• REQUIRED WORK
Can you extract every line of the listing below, unchanged, from the line containing "Habitat-census task: mark the tree" down to the line containing "point(133, 215)", including both of those lines?

[Coordinate annotation entries]

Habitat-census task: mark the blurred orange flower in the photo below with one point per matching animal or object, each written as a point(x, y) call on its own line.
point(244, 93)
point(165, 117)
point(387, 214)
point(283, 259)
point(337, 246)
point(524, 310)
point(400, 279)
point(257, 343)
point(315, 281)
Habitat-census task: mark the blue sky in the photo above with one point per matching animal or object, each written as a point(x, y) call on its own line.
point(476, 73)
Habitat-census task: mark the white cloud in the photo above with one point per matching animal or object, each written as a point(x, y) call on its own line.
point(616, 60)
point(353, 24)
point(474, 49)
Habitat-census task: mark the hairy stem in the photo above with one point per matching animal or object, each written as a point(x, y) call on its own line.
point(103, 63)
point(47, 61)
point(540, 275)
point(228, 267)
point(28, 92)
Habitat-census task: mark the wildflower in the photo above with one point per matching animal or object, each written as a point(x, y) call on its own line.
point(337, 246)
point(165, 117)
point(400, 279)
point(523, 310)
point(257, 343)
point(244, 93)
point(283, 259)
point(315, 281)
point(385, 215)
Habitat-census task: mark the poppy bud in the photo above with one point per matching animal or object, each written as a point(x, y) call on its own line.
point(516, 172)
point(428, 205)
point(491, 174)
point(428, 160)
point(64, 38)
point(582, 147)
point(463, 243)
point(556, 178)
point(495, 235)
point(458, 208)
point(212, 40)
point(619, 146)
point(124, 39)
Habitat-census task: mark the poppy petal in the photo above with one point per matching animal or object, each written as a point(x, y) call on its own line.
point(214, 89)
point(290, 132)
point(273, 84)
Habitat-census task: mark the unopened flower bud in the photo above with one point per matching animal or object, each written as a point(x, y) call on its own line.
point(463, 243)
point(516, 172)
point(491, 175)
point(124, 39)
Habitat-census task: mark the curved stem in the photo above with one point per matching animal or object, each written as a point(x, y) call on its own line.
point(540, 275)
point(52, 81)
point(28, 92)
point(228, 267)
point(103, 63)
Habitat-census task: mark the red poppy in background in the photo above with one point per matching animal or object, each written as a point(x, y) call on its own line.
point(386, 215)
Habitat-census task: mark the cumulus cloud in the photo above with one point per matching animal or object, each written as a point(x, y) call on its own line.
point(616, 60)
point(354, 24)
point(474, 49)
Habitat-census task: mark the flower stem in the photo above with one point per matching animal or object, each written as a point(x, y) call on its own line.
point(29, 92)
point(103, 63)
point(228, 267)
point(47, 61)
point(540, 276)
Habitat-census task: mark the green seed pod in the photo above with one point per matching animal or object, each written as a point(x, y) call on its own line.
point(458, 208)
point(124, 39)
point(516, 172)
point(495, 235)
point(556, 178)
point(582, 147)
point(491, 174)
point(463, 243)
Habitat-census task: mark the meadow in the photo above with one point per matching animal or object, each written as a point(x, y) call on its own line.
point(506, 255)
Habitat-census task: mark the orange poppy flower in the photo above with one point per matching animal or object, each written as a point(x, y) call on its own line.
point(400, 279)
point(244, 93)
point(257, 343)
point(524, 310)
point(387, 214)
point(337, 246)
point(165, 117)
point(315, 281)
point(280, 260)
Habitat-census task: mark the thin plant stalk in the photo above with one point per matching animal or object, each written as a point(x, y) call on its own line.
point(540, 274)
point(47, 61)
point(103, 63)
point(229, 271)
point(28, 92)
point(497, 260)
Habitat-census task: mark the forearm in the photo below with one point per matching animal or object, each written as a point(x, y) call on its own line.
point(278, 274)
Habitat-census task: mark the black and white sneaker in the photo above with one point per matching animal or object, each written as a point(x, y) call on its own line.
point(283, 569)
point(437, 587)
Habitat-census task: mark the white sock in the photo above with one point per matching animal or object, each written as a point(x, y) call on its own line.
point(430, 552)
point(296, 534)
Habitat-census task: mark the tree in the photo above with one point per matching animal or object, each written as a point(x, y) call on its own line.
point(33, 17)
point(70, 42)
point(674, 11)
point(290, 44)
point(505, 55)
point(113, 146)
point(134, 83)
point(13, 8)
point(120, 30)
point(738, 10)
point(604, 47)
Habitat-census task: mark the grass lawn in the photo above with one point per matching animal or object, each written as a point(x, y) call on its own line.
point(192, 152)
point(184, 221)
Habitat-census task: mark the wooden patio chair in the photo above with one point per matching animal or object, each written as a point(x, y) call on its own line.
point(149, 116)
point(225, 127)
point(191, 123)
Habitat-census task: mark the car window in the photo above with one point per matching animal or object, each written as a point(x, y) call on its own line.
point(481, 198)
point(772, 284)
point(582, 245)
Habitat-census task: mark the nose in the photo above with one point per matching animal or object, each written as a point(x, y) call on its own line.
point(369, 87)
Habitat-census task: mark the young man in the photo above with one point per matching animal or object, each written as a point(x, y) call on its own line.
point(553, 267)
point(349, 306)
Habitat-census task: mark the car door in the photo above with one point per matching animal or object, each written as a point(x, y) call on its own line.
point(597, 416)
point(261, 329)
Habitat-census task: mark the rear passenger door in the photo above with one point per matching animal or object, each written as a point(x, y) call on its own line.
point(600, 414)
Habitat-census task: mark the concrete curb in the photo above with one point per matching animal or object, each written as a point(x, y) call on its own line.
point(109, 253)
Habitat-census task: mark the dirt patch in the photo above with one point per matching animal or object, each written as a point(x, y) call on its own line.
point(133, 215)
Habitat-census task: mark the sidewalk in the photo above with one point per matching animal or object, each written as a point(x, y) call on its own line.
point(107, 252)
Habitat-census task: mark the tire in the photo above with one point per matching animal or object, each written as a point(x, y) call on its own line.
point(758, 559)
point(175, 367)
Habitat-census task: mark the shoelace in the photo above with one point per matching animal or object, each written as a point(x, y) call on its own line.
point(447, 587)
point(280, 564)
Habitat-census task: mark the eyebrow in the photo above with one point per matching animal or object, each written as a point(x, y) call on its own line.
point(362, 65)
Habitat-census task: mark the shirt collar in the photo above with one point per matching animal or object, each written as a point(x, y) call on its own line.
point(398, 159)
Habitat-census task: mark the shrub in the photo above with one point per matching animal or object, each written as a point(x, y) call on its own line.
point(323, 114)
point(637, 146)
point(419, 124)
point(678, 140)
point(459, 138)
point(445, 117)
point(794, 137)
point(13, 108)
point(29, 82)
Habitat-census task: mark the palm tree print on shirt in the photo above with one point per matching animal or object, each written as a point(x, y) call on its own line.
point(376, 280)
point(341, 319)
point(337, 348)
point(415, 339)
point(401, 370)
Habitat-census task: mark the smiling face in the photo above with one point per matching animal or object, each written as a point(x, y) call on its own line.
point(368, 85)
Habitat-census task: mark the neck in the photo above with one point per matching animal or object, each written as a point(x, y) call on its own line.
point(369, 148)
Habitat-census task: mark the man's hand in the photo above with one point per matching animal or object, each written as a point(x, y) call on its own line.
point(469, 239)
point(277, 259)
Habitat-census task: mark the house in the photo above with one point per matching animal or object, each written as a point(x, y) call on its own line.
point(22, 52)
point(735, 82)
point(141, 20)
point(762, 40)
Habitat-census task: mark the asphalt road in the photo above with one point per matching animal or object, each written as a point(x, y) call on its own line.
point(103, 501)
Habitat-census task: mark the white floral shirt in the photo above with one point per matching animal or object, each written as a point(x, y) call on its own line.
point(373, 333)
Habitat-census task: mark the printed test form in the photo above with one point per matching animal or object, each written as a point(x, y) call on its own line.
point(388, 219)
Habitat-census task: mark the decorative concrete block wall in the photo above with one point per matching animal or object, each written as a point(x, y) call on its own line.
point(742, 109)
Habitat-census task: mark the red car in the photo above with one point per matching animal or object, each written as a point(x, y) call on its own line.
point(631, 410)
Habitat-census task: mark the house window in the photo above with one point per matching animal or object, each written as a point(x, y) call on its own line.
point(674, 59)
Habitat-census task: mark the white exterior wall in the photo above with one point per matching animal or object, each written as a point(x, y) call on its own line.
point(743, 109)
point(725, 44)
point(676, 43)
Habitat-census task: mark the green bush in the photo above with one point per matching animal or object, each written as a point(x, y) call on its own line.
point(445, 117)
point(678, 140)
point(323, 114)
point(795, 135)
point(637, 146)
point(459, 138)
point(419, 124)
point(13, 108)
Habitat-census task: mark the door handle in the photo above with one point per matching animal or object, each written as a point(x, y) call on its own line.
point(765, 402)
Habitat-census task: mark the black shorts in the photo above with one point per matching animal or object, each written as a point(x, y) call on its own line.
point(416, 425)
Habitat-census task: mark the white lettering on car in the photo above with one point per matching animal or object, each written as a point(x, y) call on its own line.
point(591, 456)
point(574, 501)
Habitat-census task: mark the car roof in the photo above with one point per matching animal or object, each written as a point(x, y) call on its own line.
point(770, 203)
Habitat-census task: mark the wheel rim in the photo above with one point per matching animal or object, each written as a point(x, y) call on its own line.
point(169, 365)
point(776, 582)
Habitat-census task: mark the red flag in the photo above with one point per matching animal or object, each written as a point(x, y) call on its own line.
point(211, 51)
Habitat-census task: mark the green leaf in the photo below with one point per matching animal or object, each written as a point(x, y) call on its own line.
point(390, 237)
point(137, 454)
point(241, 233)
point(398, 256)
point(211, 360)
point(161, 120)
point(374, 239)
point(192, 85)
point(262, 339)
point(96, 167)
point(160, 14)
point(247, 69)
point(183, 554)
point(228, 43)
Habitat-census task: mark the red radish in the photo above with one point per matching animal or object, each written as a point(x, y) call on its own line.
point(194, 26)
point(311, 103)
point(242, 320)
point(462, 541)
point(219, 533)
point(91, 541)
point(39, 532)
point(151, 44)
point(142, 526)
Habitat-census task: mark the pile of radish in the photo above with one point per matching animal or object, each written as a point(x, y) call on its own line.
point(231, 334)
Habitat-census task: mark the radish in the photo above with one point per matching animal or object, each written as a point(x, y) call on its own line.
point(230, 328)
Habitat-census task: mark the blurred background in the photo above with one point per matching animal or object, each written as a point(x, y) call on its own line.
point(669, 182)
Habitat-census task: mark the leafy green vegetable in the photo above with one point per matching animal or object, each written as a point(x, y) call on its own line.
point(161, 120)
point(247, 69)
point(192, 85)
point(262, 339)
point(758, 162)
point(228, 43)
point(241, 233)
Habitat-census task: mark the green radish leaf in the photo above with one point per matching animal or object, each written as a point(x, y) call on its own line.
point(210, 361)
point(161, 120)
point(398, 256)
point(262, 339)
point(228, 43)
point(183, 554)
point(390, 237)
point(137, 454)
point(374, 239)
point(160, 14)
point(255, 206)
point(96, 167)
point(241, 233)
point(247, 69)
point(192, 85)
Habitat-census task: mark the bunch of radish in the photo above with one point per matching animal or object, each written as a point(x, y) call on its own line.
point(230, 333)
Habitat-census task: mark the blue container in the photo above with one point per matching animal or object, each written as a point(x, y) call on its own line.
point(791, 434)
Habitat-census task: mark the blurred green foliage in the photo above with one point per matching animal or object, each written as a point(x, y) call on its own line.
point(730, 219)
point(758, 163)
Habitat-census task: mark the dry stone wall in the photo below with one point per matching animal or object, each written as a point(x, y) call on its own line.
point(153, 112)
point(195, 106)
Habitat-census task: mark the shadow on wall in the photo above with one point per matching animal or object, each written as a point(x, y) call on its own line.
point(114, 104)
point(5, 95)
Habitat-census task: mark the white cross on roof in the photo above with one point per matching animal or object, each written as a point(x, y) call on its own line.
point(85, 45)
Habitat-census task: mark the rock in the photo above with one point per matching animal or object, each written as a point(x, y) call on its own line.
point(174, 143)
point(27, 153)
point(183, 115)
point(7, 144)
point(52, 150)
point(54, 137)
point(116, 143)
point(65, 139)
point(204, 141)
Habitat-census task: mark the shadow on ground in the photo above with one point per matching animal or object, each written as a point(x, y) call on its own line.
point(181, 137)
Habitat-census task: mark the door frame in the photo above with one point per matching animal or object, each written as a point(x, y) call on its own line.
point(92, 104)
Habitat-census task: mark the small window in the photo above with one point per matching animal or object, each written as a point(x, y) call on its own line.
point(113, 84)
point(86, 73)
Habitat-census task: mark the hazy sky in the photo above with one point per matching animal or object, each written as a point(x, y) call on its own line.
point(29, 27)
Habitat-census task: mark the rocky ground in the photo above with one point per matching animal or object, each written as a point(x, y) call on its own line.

• FINISHED TASK
Habitat-census task: mark the tree in the photo above with one point per matching animal or object, each written as a point(x, y) call on its own line.
point(33, 17)
point(70, 42)
point(674, 11)
point(290, 44)
point(505, 55)
point(113, 146)
point(134, 83)
point(13, 8)
point(120, 30)
point(738, 10)
point(604, 47)
Habitat-census task: mark the grass lawn in the photo above with one point per matching animal or object, each written as a point(x, y) call on its own line.
point(192, 152)
point(184, 221)
Habitat-census task: mark the wooden patio chair in the photo above with one point per matching animal or object, each written as a point(x, y) call on its own line.
point(149, 116)
point(225, 127)
point(191, 123)
Habitat-census task: mark the car window in the photo above with one point per matching animal or object, each written as a point(x, y) call on its own line.
point(481, 198)
point(772, 284)
point(582, 245)
Habitat-census task: mark the nose in the photo above with one point per matching animal or object, each written as a point(x, y) call on its own line.
point(369, 87)
Habitat-census task: mark the young man in the photo above with one point per matching animal or object, each written as a point(x, y) call on its own line.
point(553, 267)
point(349, 306)
Habitat-census task: mark the car door in the photo above with one point per matching animal or object, each written as a point(x, y) call on its own line.
point(597, 416)
point(261, 329)
Habitat-census task: mark the rear passenger door in the photo above with one point per matching animal or object, each written as a point(x, y) call on its own line.
point(600, 414)
Habitat-census task: mark the concrete curb in the photo above with one point per matching animal or object, each written as a point(x, y) call on its own line.
point(109, 253)
Habitat-census task: mark the dirt patch in the photo above with one point per matching animal or object, each written as a point(x, y) call on its own line.
point(133, 215)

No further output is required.